### SUPPLIED MATERIAL
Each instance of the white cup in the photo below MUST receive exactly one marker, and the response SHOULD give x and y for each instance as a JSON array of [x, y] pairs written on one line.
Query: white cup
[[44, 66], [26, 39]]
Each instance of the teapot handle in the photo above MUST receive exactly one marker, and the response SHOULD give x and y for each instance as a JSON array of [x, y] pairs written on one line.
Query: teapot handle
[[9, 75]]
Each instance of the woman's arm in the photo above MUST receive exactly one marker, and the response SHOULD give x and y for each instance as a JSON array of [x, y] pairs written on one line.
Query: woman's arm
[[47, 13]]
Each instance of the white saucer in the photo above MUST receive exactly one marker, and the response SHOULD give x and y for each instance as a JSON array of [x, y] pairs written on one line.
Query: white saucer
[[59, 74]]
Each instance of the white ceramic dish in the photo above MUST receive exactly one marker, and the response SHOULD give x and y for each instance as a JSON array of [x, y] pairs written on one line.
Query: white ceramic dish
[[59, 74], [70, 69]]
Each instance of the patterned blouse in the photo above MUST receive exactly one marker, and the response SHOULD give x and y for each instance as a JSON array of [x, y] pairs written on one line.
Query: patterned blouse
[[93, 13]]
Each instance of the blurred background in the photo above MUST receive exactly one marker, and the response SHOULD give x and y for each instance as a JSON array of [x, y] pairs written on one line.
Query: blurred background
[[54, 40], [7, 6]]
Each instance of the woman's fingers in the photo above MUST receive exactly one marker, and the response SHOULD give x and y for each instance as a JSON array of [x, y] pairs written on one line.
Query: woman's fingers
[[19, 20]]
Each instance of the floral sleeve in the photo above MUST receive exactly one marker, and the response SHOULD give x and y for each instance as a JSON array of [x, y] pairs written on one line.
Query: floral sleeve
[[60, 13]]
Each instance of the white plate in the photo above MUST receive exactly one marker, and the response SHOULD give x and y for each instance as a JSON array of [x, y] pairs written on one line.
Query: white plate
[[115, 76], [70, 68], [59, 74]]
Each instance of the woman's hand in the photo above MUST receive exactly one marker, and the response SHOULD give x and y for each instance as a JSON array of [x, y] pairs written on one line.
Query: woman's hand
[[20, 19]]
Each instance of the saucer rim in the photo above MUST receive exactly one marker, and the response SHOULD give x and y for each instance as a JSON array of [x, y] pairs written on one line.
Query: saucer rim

### INSTRUCTIONS FOR THE TASK
Reproduce the records above word for word, starting at the line that contains "Each instance of the saucer" and continuing through the end of the records, with both ends included.

### WRITTEN SOLUTION
Each instance of the saucer rim in the photo above MUST receive exactly one marker, and the response SHOULD give x and y for each instance as a JSON array of [x, y] pairs written on one line.
Query: saucer rim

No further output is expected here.